# DONNÉES DISPONIBLES
---------------

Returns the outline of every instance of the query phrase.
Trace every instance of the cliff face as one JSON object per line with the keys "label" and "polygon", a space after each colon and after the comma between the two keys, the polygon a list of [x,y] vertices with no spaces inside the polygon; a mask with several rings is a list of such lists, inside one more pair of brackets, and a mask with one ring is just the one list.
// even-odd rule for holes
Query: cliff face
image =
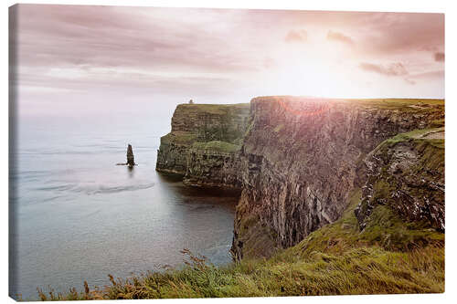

---------------

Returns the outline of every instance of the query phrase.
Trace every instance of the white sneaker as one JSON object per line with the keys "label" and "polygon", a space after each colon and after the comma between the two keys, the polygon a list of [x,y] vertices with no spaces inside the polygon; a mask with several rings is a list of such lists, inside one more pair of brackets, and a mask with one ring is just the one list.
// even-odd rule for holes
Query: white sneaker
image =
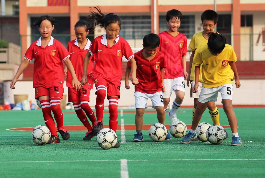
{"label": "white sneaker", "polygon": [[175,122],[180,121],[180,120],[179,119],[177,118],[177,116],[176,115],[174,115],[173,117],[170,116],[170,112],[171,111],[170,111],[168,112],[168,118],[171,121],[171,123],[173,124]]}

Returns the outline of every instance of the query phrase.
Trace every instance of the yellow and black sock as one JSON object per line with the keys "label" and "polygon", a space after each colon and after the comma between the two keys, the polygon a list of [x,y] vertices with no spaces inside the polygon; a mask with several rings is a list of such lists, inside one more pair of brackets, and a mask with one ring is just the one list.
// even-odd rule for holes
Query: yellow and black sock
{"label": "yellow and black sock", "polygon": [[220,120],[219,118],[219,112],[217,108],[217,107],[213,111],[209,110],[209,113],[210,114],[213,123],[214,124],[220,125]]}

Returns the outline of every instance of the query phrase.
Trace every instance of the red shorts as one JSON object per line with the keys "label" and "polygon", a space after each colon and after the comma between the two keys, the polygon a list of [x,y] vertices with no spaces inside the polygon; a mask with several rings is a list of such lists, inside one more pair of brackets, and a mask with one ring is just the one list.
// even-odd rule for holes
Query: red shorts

---------------

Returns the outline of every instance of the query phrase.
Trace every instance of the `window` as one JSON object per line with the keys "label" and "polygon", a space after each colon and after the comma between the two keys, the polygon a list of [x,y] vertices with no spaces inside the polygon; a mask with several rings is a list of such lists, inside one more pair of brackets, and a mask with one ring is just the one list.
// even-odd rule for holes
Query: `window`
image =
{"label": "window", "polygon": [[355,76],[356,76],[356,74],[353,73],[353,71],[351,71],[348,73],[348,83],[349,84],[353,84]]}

---------------

# ÉNONCÉ
Relevez toutes les lignes des données ci-dessus qui contiennent le mot « face », en respectant la casse.

# CORRIGÉ COMPLET
Trace every instance of the cliff face as one JSON object per line with the keys "label" and "polygon", a space after each colon and after the comma between the two keys, the polygon a list of [x,y] vertices with no spaces inside the polygon; a mask with several rings is a list of such lists, inside one more pair of brackets, and a mask with one ring is just the one list.
Query: cliff face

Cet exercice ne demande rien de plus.